*WORK INSTRUCTIONS*.
Your answer must consist of the lines running from the one that holds "I'm looking at this screenshot and can't find the swan's long" to the end of the data, copied exactly.

*GIVEN RECORDS*.
◆ ◆ ◆ ◆ ◆
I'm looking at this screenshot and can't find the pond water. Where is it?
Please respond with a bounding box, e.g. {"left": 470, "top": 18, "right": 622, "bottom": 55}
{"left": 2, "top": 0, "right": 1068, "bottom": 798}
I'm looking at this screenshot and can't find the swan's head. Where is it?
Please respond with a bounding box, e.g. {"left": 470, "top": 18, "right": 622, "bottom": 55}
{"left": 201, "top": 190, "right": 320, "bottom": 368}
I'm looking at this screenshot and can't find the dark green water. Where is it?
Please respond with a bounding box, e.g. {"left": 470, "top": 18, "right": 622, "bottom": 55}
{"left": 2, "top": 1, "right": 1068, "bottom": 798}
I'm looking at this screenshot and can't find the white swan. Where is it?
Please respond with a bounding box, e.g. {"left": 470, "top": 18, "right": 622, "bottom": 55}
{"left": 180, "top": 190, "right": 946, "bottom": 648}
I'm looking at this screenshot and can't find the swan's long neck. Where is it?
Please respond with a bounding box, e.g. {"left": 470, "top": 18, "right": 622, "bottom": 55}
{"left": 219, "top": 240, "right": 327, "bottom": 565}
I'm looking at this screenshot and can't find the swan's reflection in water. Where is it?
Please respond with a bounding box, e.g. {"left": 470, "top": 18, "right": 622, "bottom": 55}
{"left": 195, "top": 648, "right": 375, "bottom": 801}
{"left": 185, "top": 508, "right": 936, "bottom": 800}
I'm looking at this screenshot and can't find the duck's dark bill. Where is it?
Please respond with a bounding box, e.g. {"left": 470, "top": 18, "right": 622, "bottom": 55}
◆ ◆ ◆ ◆ ◆
*SOLVED EXERCISE*.
I'm looking at this screenshot and can't find the swan's long neck. Where is it?
Please respond with a bounding box, e.g. {"left": 470, "top": 18, "right": 622, "bottom": 55}
{"left": 219, "top": 240, "right": 327, "bottom": 565}
I'm looking at this screenshot and can't find the swan's reflection in water. Where is it?
Please respond with a bounding box, e.g. {"left": 470, "top": 18, "right": 622, "bottom": 55}
{"left": 195, "top": 648, "right": 375, "bottom": 801}
{"left": 185, "top": 508, "right": 936, "bottom": 800}
I'm looking at this screenshot and can't find the duck's dark bill. Where is it?
Please respond with a bounding box, e.g. {"left": 470, "top": 18, "right": 622, "bottom": 55}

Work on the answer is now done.